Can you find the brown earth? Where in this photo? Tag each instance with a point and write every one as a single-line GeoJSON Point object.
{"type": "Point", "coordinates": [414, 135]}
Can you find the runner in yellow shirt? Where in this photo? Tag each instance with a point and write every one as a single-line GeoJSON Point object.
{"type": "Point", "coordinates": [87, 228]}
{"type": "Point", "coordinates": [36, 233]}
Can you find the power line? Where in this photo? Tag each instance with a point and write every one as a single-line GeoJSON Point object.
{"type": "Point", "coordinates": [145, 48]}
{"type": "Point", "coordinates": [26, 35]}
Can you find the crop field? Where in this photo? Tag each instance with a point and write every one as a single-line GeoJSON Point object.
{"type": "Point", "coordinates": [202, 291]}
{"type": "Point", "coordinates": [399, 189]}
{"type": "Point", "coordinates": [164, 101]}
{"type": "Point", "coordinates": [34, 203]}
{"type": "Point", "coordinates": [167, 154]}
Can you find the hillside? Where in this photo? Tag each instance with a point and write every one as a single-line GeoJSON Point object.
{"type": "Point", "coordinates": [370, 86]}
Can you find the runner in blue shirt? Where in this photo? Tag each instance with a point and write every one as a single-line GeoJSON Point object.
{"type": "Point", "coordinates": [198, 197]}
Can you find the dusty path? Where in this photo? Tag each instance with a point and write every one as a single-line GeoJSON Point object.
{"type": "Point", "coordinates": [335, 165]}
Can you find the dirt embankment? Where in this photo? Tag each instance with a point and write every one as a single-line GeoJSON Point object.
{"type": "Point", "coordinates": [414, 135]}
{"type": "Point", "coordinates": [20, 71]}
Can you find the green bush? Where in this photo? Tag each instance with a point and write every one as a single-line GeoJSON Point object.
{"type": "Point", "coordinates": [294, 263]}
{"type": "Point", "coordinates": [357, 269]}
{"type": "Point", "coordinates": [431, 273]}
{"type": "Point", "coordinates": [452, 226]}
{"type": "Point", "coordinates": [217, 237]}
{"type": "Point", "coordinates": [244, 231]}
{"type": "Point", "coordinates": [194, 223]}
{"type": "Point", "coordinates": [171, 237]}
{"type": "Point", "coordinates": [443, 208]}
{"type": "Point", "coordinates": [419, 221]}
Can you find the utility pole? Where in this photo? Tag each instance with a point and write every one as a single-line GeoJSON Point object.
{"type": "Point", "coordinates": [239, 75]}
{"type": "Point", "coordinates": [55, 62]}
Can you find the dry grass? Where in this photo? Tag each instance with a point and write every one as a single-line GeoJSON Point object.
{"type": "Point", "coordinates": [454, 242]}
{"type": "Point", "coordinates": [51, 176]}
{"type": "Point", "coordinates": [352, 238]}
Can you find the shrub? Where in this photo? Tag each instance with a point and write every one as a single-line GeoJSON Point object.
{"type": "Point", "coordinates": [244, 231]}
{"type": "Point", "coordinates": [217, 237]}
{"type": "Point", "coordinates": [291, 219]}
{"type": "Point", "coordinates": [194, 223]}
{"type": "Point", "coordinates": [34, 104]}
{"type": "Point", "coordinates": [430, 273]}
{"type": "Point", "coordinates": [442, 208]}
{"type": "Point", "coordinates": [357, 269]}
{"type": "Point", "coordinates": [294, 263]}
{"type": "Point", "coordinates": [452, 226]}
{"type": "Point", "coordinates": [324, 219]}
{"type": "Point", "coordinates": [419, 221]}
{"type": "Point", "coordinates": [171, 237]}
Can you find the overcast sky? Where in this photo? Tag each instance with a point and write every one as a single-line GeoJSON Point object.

========================

YOUR GOAL =
The records above must be retyped in full, exactly.

RESPONSE =
Can you find the brown earth? Where in this photo? Tag each instance with a point and write every one as a single-line GeoJSON Point object.
{"type": "Point", "coordinates": [414, 135]}
Can you find the runner in yellow shirt? Where in this photo? Tag each instance with a point and write every one as a single-line GeoJSON Point object.
{"type": "Point", "coordinates": [87, 228]}
{"type": "Point", "coordinates": [36, 233]}
Can you find the power line? Where in this photo? Tag each instance with a point and write every one as a single-line GeoJSON Point object.
{"type": "Point", "coordinates": [145, 48]}
{"type": "Point", "coordinates": [26, 35]}
Can you find the crop field? Where in this photo? Tag each instance with a point and write every one as a single-line GeoJSON Point object.
{"type": "Point", "coordinates": [202, 291]}
{"type": "Point", "coordinates": [399, 189]}
{"type": "Point", "coordinates": [164, 101]}
{"type": "Point", "coordinates": [34, 203]}
{"type": "Point", "coordinates": [167, 154]}
Can you find the hillside? Where in this photo? Tag each instance with a point and write every one as a single-line GeoJSON Point object.
{"type": "Point", "coordinates": [370, 86]}
Can you find the runner in blue shirt? Where in this photo? Tag each instance with a point and write every one as a single-line GeoJSON Point object.
{"type": "Point", "coordinates": [198, 197]}
Can you find the dusty path? Where in this photo? Tag each instance with a point and write every one as a single-line GeoJSON Point object.
{"type": "Point", "coordinates": [335, 165]}
Can you find the dirt embankment? Where in this photo? Tag each instance with a point and write every one as a single-line GeoJSON Point object.
{"type": "Point", "coordinates": [414, 135]}
{"type": "Point", "coordinates": [20, 71]}
Can you find the green bush? Where in this photo? Tag each instance with a point and write every one as a single-line GeoJSON Point object.
{"type": "Point", "coordinates": [294, 263]}
{"type": "Point", "coordinates": [357, 269]}
{"type": "Point", "coordinates": [431, 273]}
{"type": "Point", "coordinates": [452, 226]}
{"type": "Point", "coordinates": [217, 237]}
{"type": "Point", "coordinates": [244, 231]}
{"type": "Point", "coordinates": [194, 223]}
{"type": "Point", "coordinates": [171, 237]}
{"type": "Point", "coordinates": [443, 208]}
{"type": "Point", "coordinates": [419, 221]}
Can you find the utility pole? Where in this photo? Tag each instance with a point and write every one as a single-line GeoJSON Point object.
{"type": "Point", "coordinates": [239, 75]}
{"type": "Point", "coordinates": [55, 62]}
Can you find the dry grass? Where in this photo? Tag each instance with a point and write every one as a single-line GeoJSON Point object.
{"type": "Point", "coordinates": [454, 242]}
{"type": "Point", "coordinates": [51, 176]}
{"type": "Point", "coordinates": [352, 238]}
Can you find the shrub? Where in this photo? Tag each instance with a point and write every one as a single-line GeoJSON Point object.
{"type": "Point", "coordinates": [244, 231]}
{"type": "Point", "coordinates": [217, 237]}
{"type": "Point", "coordinates": [291, 219]}
{"type": "Point", "coordinates": [194, 223]}
{"type": "Point", "coordinates": [34, 104]}
{"type": "Point", "coordinates": [430, 273]}
{"type": "Point", "coordinates": [442, 208]}
{"type": "Point", "coordinates": [357, 269]}
{"type": "Point", "coordinates": [294, 263]}
{"type": "Point", "coordinates": [452, 226]}
{"type": "Point", "coordinates": [324, 219]}
{"type": "Point", "coordinates": [419, 221]}
{"type": "Point", "coordinates": [171, 237]}
Can you find the overcast sky? Where in this photo? Tag each instance with a point and write every one as a single-line GeoJSON Point object.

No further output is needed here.